▸ **EXERCISE TASKS**
1/ List every type of chromatography named in the forum thread on size exclusion chromatography below.
2/ Continue the forum thread about separating protein fragments by size exclusion chromatography from where it stops, before the data begins.

▸ **SOURCE PASSAGE**
• • • •

QUOTE (alice! @ Aug 5 2008, 07:02 AM)
hii..
i need to develop a size exclusion chromatography for resolution of 18 kd intact protein and 15 and 10 kd degraded products of the protein.
any suggestion for columns for the range for which i can expect resolution?
thanks!!

Hi,
I'm using a TosoHaas TSKgel G2000SW 7.5x60.0 cm on a HPLC system, for separation of peptides of 20, 15 and 5 kDa.

-Lady de Winter-

GE used to make a peptide column, exclusion size 20 kDa. Really nice resolution.

-swanny-

QUOTE (alice! @ Aug 5 2008, 01:02 AM)
hii..
i need to develop a size exclusion chromatography for resolution of 18 kd intact protein and 15 and 10 kd degraded products of the protein.
any suggestion for columns for the range for which i can expect resolution?
thanks!!


Why use size exclusion chromatography? This is highly unlikely to work as the MW of the proteins are too similar. You would be better off using a technique that has higher resolution such as ion exchange or hydrophobic interaction chromatography.
If you have problems with degradation you could also try the following steps earlier in the protein prep.

1. Add 100 micromolar AEBSF (a serine protease inhibitor) to the cell suspension before you lyse the cells. You can store aliquots of this in the freezer for up to 6 months.
2. Sterile filter all buffers used for the preps into autoclaved glassware and after each purification step sterile filter the protein solution to ensure that no bacterial/fungal or other contamination is present. Sterile filtering won't remove contaminating proteases though.
3. Avoid contaminating your protein prep yourself. Don't touch any tubes containing protein without wearing gloves as your hands are covered with bacteria. It never ceases to amaze me how many people don't wear gloves when they put fraction tubes in the fraction collector.
4. Add 1mM EDTA to your protein solution (obviously you can't do this is your protein has a metal ion in it that is required for its function and you can't have EDTA in the buffer if you are using metal affinity chromatography (His-tag purification) as your initial purification step but you can add it to buffers used later in the prep or to your storage buffer. EDTA will inhibit metalloproteases.
5. Do the prep at 4oC to reduce proteolysis.

• • • •

▸ **THE DATA**

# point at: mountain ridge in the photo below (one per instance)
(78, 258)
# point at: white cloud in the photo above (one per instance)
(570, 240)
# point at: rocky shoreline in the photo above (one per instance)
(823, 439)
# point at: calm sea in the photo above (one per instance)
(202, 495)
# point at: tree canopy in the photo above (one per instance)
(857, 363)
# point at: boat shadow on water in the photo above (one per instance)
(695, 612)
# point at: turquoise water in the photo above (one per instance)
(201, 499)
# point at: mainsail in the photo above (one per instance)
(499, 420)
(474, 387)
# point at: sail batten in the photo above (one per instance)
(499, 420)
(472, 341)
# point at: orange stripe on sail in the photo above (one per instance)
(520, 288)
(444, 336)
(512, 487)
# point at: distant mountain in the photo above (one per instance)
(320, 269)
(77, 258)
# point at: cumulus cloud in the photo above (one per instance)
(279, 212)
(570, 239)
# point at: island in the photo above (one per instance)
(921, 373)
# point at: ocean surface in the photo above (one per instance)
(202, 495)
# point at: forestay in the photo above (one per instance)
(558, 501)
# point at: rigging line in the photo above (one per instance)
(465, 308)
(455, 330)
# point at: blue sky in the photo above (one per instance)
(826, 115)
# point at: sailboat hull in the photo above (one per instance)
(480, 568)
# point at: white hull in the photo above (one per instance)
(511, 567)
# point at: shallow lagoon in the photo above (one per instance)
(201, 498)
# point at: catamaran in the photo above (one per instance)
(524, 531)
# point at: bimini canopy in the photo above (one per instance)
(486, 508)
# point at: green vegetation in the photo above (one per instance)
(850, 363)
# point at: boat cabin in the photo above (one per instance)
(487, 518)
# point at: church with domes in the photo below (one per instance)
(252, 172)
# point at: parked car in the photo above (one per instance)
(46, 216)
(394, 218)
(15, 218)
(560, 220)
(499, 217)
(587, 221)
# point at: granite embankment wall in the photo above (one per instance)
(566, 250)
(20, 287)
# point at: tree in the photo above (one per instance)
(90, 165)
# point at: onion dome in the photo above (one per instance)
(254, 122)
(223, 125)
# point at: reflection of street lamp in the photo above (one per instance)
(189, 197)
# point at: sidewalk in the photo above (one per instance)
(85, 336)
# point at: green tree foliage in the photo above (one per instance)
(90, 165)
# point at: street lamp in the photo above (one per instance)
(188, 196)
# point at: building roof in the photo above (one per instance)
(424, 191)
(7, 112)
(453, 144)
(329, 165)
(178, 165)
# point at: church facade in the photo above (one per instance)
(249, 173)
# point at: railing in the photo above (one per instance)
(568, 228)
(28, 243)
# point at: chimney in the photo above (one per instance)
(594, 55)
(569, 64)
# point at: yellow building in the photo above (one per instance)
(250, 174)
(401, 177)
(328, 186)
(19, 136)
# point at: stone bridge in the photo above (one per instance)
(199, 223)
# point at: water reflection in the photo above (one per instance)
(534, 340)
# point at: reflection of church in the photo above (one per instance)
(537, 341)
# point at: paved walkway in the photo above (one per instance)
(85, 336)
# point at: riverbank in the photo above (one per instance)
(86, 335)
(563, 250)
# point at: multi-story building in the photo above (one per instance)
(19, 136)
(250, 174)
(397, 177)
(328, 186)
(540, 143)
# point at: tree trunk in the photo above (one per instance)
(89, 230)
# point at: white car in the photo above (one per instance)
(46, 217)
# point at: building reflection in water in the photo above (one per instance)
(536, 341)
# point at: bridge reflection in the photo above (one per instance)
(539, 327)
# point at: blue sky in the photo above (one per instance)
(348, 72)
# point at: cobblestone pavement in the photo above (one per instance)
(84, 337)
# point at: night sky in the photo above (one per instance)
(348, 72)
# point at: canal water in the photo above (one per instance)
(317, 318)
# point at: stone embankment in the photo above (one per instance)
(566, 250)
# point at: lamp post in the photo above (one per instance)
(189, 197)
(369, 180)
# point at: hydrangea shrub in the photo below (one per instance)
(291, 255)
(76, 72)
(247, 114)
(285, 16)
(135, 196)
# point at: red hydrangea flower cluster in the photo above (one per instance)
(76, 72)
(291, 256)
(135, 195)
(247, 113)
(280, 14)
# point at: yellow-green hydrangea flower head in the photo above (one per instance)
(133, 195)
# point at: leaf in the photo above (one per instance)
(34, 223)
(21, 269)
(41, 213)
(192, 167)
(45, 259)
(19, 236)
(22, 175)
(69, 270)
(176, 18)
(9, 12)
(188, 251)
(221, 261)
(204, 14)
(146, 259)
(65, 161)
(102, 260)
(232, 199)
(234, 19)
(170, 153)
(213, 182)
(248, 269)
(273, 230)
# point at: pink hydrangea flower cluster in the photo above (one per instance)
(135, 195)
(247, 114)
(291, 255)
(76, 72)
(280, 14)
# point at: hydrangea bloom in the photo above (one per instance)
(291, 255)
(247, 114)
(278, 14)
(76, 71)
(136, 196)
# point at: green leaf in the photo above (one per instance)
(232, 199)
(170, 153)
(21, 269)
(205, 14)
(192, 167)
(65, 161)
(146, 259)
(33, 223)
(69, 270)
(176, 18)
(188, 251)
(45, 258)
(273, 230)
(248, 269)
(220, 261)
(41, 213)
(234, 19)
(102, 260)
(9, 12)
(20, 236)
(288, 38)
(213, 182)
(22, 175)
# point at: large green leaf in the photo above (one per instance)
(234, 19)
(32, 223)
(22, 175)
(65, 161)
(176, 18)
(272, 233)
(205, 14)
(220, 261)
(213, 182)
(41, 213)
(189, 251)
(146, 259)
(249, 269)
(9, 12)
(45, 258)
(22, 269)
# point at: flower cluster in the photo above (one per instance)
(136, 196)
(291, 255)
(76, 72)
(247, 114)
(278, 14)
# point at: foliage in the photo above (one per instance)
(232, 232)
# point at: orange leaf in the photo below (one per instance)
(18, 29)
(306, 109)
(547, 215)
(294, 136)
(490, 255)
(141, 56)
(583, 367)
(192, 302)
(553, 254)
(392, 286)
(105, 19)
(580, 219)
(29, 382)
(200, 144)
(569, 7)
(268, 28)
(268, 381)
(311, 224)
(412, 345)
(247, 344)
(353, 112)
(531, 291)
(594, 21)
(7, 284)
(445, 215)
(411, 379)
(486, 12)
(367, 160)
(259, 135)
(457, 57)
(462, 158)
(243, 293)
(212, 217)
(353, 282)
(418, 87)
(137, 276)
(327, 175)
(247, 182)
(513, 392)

• • • •

▸ **ANSWERS GIVEN**
1/
- Size exclusion chromatography
- Ion exchange chromatography
- Hydrophobic interaction chromatography
- Metal affinity chromatography (His-tag purification)

2/
I would try ion exchange to see if that can clean up the protein (see the GE Life sciences ion exchange handbook for how to optimise the pH of the buffer for this technique). Many proteins precipitate in low salt buffers required to get it to stick to the ion exchange resin so test this on a small scale first. For example use prepare 2 mL solutions of your protein at 0.1 mg mL-1 and load these onto 1mL Q-sepharose or 1mL SP sepharose (depending on the whether the calc pI of your protein is <7 or >7 respectively) at various pH conditions between 4 and 9.
Find the pH where your protein just sticks to the resin.

If ion exchange doesn't work then try Hydrophobic Interaction Chromatography (HIC). GE life sciences sell a nice HIC selection kit which has a selection of 1mL HIC columns that you could test to find the one that works best for this protein.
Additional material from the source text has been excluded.